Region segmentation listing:

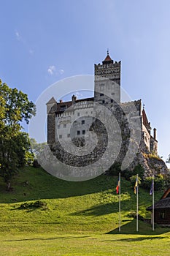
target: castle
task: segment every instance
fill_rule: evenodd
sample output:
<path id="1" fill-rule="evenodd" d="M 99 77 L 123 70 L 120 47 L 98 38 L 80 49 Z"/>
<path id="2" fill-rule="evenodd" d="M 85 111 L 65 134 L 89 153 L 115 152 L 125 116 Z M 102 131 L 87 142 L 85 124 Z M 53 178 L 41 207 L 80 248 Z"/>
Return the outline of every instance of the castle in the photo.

Short problem: Reproduce the listing verbatim, starting at its beginning and ending with the line that contains "85 111 L 65", including that line. Leave the pictures out of your output.

Correct response:
target: castle
task: segment every instance
fill_rule: evenodd
sample output:
<path id="1" fill-rule="evenodd" d="M 99 77 L 123 70 L 120 47 L 98 38 L 80 49 Z"/>
<path id="2" fill-rule="evenodd" d="M 85 111 L 65 134 L 89 153 L 115 152 L 125 116 Z M 102 131 L 87 142 L 85 124 Z M 53 178 L 41 207 L 80 248 Z"/>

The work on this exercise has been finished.